In the forum post, what concentration does the writer have within the vocal music education/performance major?

- _Given passage_:

◆ ◆ ◆ ◆ ◆

I'm currently a vocal music education/performance major with a concentration in opera. I'm not going to lie, it isn't easy. I totally understand what you'll be going through. My best advice is to make sure you take time for yourself. Go to the gym. Get plenty of sleep. Read a book. The performing arts is tough and exhausting. You NEED to be sure not to overcommit yourself (like I did). At my school, the theater department parties HARD... dont feel like you have to go out to every party. Its ok if you stay in to watch a movie.Best of luck.


----------



## jazz bass (Mar 27, 2010)

◆ ◆ ◆ ◆ ◆

- _Material provided_:
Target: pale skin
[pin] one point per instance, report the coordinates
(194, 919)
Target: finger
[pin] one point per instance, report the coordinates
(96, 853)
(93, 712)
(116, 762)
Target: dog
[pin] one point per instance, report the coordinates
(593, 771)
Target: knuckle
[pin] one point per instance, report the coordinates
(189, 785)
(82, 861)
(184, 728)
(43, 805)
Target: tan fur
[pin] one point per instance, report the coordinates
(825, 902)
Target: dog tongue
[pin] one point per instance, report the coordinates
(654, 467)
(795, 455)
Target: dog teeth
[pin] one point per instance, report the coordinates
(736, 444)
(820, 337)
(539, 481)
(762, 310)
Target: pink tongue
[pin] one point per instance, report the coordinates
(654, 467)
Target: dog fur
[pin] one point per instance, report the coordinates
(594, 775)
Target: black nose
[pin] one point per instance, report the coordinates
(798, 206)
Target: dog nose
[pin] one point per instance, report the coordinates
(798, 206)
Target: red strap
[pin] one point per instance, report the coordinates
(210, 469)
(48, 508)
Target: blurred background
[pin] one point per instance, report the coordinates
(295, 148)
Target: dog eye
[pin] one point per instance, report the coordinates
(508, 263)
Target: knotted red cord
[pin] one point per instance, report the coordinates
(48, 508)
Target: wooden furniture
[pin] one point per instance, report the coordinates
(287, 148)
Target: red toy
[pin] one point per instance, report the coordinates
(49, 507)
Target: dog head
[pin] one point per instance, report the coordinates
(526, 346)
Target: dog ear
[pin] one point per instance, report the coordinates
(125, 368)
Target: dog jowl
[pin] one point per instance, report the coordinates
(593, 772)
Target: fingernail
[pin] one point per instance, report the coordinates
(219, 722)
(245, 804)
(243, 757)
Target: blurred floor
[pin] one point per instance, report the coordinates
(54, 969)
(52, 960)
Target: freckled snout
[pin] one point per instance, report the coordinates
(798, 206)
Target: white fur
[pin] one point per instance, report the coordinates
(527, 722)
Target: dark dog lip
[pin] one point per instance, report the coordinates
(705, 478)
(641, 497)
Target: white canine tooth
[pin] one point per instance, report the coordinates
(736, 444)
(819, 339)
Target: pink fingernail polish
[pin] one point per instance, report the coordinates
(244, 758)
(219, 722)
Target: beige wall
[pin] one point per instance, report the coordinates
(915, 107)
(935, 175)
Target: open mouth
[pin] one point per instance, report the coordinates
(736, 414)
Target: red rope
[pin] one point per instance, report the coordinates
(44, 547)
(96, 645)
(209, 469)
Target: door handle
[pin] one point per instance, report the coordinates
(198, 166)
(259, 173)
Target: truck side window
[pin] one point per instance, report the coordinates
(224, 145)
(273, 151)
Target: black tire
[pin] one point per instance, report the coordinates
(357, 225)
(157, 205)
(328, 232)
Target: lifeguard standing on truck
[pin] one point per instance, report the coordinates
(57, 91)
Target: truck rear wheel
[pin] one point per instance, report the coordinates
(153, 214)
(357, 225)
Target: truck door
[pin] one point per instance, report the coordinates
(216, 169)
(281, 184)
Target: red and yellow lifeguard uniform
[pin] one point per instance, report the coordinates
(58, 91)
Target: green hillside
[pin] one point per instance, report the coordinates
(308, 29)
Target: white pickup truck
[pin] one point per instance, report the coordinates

◆ ◆ ◆ ◆ ◆

- _Exercise result_:
Opera.